- [Short task 1]:
In the account of the low-budget monster film, swap "conquistador" for "explorer" and give the stretch from "Thus, needing a" through "of Pine Ridge.".
- [Short task 2]:
Answer these about the account of the low-budget monster film:
(a) How tall was Buddy Baer?
(b) In how many days was the film shot?
(c) What did the film cost in total?

- [Extracted text]:
According to Jacobs, at first, they tried to find a completed script to film. But after sorting through nearly 100 submissions, none of them passed muster -- mostly due to budget concerns. Said Cunha, “One of them had a giant lizard in it, and we couldn’t afford the lizard or any of those giant whatevers. About that time, Bert I. Gordon was making films with giant spiders and animals and things. We figured we didn’t have the talent for special-effects, so we needed some kind of inexpensive monster.”

Thus, needing a giant monster that required no special-effects and was cost-effective (re: cheap), the producers finally found what they were looking for with the six-foot-seven Buddy Baer -- brother of heavyweight boxing champ Max Baer, and uncle to Max "Jethro Bodine" Baer Jr. And with Baer’s hulking frame serving as inspiration, a script was soon cobbled together -- credited to Brooke and Taussig, where an ancient conquistador named Vargas comes back to life after hibernating in the snow and ice of the High Sierras for a couple of centuries to terrorize the town of Pine Ridge.

A surprisingly moody and effective thriller, with a nice Hitchcockian wrong-man twist when the hero is initially blamed for the rash of animal mutilations and mounting homicides, this film venture was shot in just six days for the princely sum of $54,000. Said Jacobs, “We had $30,000 in cash, and so we had about $24,000 that we owed when we finished -- but we had deferments at the lab and so forth. From the time we decided to do the picture until the time we finished the answer print was sixty days -- two months altogether.”

The only “special effect” present in the film was a lone optical when Vargas falls to his doom during the climax. Here, the production ran into some good luck courtesy of some bad luck. Apparently, there was an elaborate fight staged between the hero and the monster at an old mill near a waterfall -- a dilapidated set leftover from Henry Hathaway’s Trail of the Lonesome Pine (1936). But, “We had worked until midnight shooting the fight sequence and discovered at the end of the night that the shutter in the camera was closed,” said Cunha. “And so, we had absolutely nothing.”

Thus, the climax had to be completely reshot -- and in a hurry, too, due to running out of both time and money and a sudden snowstorm, which worked out in the end because the wintry elements added a strange sense of cinéma vérité to the new ending.

 The Wolf Man (left), Jack Pierce (right).

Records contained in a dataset
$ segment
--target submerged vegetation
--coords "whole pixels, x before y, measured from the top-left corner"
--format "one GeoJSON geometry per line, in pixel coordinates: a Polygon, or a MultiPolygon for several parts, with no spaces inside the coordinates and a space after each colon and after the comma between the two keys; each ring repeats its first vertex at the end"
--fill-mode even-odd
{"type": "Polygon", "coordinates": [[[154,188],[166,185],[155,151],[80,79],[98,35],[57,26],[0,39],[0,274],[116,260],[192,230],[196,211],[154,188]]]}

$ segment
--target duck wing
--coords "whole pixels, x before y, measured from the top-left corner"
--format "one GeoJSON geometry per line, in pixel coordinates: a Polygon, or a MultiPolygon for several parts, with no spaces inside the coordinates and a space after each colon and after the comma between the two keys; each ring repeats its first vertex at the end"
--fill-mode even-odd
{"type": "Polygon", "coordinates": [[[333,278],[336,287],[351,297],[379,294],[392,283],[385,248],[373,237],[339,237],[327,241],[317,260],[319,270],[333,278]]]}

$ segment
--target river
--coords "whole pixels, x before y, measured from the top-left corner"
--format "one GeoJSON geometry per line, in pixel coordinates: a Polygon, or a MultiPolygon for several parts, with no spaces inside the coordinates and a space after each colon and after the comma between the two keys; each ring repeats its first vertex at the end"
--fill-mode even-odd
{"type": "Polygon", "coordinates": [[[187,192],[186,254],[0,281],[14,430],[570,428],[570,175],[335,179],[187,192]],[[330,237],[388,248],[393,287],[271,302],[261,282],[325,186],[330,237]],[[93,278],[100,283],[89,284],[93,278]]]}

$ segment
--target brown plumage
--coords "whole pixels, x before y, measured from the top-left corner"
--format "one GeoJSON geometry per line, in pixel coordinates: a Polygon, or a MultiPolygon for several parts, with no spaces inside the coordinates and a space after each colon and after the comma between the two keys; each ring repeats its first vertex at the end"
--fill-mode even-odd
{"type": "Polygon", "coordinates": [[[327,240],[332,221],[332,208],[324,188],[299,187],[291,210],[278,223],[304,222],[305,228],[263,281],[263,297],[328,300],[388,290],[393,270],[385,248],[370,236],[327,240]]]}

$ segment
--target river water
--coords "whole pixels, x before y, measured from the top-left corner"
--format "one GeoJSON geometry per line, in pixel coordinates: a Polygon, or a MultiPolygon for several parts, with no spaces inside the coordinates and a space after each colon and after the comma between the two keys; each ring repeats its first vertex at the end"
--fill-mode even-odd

- [Solution 1]:
Thus, needing a giant monster that required no special-effects and was cost-effective (re: cheap), the producers finally found what they were looking for with the six-foot-seven Buddy Baer -- brother of heavyweight boxing champ Max Baer, and uncle to Max "Jethro Bodine" Baer Jr. And with Baer’s hulking frame serving as inspiration, a script was soon cobbled together -- credited to Brooke and Taussig, where an ancient explorer named Vargas comes back to life after hibernating in the snow and ice of the High Sierras for a couple of centuries to terrorize the town of Pine Ridge.

- [Solution 2]:
(a) Six-foot-seven.
(b) Six days.
(c) $54,000.